(Saved data entries)
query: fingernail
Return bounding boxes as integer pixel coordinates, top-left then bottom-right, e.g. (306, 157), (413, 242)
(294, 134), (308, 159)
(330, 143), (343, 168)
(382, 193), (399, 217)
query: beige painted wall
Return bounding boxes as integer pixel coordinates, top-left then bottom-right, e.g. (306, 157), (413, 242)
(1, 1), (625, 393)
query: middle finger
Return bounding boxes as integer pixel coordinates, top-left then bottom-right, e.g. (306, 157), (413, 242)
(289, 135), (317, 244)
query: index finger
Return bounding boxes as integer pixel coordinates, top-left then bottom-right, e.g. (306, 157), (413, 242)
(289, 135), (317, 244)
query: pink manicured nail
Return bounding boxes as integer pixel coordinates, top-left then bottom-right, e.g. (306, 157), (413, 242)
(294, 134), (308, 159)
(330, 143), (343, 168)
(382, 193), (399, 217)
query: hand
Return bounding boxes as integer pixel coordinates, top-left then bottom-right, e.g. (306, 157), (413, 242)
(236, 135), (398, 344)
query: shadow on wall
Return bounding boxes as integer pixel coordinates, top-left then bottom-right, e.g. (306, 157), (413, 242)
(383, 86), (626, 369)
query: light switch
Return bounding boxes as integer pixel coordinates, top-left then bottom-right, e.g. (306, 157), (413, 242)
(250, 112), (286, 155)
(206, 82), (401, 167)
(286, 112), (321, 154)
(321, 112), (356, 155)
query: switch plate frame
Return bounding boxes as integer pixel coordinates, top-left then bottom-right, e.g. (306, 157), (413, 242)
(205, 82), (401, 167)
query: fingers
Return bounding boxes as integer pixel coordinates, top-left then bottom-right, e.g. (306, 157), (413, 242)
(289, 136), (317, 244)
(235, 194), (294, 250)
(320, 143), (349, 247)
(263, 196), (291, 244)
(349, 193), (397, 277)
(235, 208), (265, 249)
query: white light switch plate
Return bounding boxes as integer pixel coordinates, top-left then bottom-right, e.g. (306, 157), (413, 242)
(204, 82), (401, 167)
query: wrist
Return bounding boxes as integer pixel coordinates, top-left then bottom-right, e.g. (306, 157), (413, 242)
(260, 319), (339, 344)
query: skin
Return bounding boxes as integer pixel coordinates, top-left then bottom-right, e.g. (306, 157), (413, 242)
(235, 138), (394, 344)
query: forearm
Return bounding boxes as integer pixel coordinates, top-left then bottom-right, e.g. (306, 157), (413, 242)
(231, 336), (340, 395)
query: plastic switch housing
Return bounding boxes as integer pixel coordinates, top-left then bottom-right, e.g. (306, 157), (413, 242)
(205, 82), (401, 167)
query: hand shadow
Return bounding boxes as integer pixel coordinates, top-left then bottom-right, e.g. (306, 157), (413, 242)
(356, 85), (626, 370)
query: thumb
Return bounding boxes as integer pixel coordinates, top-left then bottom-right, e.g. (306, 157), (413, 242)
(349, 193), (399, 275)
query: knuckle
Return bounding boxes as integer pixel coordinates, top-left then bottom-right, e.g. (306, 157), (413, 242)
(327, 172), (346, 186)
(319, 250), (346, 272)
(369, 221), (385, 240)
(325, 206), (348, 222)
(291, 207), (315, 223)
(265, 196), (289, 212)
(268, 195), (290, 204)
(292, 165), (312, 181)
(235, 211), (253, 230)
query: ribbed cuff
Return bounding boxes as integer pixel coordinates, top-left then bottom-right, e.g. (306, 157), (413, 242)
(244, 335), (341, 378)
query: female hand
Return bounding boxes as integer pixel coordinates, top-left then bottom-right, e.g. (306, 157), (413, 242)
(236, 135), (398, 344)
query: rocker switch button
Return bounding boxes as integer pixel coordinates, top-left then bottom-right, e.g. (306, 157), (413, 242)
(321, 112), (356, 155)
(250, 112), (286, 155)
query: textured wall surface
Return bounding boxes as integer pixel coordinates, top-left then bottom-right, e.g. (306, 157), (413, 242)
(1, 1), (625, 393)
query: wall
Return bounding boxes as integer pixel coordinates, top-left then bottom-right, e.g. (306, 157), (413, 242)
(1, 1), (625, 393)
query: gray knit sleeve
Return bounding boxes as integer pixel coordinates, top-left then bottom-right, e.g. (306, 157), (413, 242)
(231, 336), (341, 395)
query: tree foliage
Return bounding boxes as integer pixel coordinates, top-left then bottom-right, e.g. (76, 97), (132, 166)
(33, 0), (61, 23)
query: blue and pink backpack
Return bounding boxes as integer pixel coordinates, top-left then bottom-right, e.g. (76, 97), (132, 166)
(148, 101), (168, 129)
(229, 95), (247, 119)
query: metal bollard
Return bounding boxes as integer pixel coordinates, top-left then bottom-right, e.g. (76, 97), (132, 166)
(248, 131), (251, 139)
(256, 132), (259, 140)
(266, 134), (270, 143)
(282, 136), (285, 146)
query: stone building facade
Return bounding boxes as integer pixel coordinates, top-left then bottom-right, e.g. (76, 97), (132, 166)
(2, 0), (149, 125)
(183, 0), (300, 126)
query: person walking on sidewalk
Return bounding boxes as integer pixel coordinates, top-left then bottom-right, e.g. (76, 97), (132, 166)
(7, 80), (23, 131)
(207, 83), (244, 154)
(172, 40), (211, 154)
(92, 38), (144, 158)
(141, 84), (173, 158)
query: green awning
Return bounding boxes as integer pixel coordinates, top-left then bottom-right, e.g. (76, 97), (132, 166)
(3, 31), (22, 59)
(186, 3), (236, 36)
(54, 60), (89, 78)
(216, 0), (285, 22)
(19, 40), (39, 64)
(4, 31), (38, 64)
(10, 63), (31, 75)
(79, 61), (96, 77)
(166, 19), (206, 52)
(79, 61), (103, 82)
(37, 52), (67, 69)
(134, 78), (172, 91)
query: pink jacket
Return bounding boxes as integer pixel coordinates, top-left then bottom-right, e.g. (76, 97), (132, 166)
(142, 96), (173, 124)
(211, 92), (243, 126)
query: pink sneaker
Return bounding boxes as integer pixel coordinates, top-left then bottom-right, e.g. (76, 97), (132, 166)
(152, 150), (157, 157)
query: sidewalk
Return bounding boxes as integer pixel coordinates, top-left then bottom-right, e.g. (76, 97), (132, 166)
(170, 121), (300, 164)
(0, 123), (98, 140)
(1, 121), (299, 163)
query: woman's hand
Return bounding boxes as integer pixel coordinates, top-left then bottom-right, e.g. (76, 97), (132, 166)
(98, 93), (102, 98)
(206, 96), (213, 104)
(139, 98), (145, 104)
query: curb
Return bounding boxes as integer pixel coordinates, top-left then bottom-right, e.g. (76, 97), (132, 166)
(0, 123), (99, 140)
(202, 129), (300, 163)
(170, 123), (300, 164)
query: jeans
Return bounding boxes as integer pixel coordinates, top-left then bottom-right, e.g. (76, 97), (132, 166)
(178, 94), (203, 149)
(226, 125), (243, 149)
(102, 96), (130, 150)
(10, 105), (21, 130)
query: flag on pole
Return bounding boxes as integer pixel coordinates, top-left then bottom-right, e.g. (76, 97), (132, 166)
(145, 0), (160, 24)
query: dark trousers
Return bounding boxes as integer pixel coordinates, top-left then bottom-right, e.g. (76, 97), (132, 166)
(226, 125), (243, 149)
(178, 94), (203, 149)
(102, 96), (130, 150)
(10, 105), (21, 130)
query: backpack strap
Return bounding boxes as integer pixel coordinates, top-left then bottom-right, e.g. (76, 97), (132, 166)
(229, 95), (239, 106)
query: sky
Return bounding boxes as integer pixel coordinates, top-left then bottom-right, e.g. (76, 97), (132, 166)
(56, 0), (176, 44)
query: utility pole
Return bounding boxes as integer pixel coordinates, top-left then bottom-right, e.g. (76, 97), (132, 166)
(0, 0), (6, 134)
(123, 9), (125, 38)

DESCRIPTION OF THE TASK: Go through the records above and copy each line where "pink" is found.

EXERCISE SOLUTION:
query: pink manicured nail
query: blue and pink backpack
query: pink jacket
query: pink sneaker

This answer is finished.